Downstream of the counter-roller R20 the images formed on the portion R'' of the ribbon R are transferred to the articles A by means of the pad device P.
In the solution of Figure 2, the surface of the counter-roller R20 and the active end surface of the pad transfer device P have to be cleaned periodically.
In the system shown in Figure 3, the individual positive image to be printed on an article A is formed on a portion of the inked face of the inked ribbon R by transferring the portions of the ink which correspond to the negative of the image and to the spaces between adjacent images onto a portion of the other face of the same ribbon R.

Work to complete:
- a) Extract part of the passage on inked-ribbon printing word for word, beginning at the words "Downstream of the" and stopping after the words "be cleaned periodically.".
- b) Continue the passage on inked-ribbon printing from the point where it stops.
The listing that follows the passage comes from a separate source.

[Data records]
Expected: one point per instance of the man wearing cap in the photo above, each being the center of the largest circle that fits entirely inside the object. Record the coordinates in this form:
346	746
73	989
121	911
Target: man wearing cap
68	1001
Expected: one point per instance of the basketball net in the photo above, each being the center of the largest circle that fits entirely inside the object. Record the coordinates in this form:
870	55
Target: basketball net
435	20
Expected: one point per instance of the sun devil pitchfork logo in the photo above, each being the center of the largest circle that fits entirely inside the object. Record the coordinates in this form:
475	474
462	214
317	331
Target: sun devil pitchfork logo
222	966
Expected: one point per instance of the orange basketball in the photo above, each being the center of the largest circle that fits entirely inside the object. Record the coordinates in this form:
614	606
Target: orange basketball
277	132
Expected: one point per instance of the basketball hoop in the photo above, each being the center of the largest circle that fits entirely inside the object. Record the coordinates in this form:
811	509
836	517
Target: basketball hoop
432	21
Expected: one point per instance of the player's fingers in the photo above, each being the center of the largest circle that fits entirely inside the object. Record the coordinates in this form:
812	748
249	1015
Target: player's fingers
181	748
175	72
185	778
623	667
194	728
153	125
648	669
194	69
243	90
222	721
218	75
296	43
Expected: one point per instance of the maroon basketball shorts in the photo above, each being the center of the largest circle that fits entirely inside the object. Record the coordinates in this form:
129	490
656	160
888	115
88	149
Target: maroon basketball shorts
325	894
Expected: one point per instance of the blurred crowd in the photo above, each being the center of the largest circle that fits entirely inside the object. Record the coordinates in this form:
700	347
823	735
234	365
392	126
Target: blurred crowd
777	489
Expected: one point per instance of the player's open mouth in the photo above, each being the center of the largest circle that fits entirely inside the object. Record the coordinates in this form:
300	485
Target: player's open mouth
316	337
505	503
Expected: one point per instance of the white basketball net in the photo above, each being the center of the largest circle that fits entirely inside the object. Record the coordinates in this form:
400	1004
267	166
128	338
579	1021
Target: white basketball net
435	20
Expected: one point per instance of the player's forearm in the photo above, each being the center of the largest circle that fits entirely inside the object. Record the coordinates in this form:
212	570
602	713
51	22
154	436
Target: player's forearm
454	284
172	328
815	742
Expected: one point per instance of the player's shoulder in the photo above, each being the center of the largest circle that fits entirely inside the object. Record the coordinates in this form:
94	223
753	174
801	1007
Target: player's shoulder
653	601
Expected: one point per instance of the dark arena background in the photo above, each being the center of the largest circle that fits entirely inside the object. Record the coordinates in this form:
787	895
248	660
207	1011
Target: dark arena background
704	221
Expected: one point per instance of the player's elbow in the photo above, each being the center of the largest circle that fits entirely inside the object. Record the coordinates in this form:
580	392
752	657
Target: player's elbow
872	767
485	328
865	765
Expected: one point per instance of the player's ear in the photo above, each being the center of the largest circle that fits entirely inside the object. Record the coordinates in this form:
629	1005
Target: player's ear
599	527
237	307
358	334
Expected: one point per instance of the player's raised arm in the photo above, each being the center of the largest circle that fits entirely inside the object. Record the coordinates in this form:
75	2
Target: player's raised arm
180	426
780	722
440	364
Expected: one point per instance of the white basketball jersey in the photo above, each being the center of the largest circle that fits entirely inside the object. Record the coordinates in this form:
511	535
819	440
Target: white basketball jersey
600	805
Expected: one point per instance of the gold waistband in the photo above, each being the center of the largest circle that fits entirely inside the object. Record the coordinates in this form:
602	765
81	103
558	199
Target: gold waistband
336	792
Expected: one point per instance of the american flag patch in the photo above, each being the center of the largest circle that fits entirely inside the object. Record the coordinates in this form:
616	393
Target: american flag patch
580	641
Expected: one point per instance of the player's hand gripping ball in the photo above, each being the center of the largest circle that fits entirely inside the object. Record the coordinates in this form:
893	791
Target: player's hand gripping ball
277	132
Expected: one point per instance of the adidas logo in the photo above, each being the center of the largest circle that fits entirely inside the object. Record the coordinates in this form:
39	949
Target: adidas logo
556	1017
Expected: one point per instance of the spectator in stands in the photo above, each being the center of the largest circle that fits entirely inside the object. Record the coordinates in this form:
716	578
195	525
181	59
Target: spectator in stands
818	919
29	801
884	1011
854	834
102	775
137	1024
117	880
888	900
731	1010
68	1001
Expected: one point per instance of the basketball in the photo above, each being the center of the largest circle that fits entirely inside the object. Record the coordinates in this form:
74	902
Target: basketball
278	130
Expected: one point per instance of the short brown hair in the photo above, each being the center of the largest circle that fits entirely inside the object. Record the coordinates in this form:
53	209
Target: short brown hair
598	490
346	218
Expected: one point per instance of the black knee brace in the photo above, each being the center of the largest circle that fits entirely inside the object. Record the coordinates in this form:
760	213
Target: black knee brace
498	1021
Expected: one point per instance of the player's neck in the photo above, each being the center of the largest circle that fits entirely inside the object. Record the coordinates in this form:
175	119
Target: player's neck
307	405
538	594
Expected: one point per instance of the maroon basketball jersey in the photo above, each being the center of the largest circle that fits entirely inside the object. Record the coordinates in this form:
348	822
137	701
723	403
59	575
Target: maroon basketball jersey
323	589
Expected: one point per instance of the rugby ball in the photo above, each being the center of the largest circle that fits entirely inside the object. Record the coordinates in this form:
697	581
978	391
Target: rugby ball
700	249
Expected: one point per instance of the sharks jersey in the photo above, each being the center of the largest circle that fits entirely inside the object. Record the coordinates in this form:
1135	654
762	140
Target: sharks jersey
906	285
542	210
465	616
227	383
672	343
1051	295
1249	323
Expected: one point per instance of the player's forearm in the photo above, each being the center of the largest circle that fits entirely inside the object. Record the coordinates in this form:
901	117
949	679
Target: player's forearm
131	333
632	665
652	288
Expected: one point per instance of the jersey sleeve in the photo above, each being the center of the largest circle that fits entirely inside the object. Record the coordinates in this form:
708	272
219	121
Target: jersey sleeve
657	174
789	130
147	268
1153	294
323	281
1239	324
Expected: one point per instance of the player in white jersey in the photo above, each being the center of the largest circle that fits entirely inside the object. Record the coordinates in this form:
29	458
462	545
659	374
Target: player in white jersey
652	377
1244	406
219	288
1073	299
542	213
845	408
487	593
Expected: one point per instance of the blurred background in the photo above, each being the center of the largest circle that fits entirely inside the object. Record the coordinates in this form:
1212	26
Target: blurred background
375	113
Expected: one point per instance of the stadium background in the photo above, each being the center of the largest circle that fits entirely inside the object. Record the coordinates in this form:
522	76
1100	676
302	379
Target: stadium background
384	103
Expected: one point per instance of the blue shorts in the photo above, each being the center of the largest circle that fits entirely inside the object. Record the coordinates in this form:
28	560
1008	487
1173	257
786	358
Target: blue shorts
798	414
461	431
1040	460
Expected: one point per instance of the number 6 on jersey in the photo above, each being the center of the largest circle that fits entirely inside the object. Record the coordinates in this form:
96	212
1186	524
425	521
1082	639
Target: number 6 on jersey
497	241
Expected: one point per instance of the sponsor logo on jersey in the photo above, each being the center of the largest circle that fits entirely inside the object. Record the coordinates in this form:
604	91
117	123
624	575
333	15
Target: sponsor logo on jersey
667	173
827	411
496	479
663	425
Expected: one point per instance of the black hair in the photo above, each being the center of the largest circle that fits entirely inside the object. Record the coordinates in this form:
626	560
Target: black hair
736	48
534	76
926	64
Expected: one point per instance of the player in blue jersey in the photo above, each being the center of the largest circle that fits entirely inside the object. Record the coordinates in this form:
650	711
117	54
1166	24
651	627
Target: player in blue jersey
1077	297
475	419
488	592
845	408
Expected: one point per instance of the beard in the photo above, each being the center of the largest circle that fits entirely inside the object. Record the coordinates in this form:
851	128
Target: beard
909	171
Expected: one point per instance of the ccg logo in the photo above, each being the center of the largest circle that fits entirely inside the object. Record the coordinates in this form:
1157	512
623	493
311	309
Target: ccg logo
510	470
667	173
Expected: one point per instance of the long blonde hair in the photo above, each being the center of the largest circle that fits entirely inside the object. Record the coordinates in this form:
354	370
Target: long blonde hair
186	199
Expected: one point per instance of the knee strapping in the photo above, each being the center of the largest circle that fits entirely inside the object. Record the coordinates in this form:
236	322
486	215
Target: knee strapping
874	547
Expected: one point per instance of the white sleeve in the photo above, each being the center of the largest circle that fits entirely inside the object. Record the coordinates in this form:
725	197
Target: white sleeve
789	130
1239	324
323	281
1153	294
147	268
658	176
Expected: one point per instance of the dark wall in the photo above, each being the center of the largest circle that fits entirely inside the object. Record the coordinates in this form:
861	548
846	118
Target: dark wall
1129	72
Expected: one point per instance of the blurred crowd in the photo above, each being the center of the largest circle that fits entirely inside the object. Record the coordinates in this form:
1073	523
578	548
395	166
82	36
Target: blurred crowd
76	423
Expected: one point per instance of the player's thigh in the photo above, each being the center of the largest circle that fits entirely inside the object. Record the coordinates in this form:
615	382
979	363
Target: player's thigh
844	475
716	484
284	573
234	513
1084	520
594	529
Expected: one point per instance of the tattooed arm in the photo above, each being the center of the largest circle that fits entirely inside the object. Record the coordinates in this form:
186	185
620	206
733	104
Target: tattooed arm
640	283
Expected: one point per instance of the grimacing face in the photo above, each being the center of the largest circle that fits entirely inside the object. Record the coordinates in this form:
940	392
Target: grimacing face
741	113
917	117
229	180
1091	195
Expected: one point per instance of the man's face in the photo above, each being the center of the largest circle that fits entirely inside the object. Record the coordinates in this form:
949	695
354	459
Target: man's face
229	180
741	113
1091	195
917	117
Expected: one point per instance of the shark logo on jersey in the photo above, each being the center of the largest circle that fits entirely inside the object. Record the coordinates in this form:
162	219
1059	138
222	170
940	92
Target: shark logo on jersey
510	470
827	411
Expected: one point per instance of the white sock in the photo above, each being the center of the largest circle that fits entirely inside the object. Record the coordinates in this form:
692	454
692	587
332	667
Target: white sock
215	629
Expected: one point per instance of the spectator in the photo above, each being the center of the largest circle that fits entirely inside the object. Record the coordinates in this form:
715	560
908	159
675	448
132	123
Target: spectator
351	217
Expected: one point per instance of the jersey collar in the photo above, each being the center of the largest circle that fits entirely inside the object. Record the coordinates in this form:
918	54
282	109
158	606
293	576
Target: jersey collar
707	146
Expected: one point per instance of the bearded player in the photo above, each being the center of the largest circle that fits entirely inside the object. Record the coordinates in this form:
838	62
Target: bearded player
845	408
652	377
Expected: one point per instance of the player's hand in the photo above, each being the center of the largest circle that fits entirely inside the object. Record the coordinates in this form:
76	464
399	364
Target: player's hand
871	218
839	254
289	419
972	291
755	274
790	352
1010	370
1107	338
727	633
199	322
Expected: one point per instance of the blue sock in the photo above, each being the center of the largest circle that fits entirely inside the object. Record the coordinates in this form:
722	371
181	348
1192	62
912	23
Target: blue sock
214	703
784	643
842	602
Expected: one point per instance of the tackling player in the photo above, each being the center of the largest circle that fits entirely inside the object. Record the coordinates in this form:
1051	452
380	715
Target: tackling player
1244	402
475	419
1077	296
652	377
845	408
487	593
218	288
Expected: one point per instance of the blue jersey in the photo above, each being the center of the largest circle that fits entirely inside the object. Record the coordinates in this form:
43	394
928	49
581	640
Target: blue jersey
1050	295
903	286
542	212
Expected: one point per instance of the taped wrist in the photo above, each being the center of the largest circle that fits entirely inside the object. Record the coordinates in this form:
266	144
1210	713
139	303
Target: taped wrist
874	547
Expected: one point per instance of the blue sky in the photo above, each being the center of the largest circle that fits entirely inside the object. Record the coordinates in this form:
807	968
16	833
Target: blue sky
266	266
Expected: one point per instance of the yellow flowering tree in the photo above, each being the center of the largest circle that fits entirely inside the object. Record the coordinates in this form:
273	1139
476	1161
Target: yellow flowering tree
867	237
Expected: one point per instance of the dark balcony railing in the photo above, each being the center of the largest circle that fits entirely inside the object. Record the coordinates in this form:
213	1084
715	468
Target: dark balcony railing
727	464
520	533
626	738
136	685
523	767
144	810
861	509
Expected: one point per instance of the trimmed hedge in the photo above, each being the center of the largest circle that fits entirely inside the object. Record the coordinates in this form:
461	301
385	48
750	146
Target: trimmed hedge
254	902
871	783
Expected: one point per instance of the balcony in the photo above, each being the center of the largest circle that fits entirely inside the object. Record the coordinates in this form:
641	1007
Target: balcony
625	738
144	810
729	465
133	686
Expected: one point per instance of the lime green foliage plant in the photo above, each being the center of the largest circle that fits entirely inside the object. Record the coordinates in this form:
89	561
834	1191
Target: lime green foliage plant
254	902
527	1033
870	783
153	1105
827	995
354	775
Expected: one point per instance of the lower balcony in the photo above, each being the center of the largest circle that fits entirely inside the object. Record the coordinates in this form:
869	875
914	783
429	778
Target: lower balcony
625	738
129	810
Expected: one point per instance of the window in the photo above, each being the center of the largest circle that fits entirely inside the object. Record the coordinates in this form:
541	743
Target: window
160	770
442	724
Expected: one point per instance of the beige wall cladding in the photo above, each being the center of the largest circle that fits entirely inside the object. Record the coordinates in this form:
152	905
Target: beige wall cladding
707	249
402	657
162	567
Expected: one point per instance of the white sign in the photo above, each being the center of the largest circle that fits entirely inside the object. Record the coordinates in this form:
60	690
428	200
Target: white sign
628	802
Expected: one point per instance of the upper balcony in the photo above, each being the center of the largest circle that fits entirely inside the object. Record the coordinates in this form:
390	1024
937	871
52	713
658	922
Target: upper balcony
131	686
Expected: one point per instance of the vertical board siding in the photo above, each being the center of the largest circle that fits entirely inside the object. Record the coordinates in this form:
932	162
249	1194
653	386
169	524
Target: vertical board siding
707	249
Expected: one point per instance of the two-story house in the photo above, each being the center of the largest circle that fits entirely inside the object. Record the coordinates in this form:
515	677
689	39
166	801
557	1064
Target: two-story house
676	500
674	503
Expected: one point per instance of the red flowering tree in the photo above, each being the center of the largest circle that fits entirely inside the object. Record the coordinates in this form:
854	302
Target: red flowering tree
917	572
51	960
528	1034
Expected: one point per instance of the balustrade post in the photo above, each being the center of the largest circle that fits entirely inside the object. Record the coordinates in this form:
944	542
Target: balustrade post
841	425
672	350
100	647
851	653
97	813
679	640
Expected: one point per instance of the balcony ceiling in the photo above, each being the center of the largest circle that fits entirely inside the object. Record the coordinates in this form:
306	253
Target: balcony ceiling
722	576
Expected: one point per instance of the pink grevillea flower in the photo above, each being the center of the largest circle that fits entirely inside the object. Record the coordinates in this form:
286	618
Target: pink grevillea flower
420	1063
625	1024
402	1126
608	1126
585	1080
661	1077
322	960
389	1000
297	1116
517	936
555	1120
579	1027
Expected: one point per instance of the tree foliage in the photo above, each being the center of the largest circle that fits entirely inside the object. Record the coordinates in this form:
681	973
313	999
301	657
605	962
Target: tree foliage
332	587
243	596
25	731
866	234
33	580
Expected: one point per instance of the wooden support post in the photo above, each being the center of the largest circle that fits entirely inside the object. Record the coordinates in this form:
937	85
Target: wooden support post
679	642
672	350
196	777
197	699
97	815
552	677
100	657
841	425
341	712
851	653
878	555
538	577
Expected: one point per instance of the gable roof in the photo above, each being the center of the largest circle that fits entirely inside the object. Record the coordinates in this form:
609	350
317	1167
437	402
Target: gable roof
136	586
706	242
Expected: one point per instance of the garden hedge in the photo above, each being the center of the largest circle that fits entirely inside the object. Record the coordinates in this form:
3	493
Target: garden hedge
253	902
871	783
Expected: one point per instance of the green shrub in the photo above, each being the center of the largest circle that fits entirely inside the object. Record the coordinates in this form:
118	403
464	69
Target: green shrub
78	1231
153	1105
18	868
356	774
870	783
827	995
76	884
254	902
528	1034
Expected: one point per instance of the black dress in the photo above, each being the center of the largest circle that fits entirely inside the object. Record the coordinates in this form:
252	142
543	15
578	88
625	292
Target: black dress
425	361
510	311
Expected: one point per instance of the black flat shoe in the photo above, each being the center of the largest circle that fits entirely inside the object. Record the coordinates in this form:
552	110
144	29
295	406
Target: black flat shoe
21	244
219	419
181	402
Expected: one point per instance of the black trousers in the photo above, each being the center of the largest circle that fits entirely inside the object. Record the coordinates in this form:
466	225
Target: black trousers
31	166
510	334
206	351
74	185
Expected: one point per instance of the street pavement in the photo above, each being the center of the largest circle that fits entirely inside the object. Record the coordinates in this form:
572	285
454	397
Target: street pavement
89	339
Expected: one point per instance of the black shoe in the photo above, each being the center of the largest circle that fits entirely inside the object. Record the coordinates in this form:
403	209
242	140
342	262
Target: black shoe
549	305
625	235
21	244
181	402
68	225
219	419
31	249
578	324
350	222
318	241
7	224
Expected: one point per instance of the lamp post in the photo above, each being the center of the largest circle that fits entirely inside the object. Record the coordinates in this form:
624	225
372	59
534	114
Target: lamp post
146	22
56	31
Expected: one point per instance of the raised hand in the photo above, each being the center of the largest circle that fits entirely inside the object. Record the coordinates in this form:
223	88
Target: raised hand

In response:
- a)
Downstream of the counter-roller R20 the images formed on the portion R'' of the ribbon R are transferred to the articles A by means of the pad device P.
In the solution of Figure 2, the surface of the counter-roller R20 and the active end surface of the pad transfer device P have to be cleaned periodically.

- b)
The inked ribbon R comes from an unwinding roller or reel (not shown) to the guide roller R1 and then passes near the printing head H, continues along a substantially loop-like path defined by guide rollers R30-R33, and then passes between the head H and the counter-roller R20 again, beneath and in contact with another portion of the same ribbon. There are thus two portions R' and R'' of the same ribbon R between the head H and the counter-roller R20 and the inked face of the portion R' is in contact with the non-inked face of the portion R''. The head H is piloted so as to transfer the ink portions which correspond to the negatives of the images to be printed (and any spaces between successive images) from the inked face of the portion R' to the non-inked face of R''.
Downstream of the printing head H, the images formed on the portion R' of the inked ribbon R are transferred onto the articles A by means of the pad device P.
Figure 4 shows equipment usable to carry out the thermal transfer printing method according to Figure 1.
The equipment comprises a control console C with a video display D and a control keypad K.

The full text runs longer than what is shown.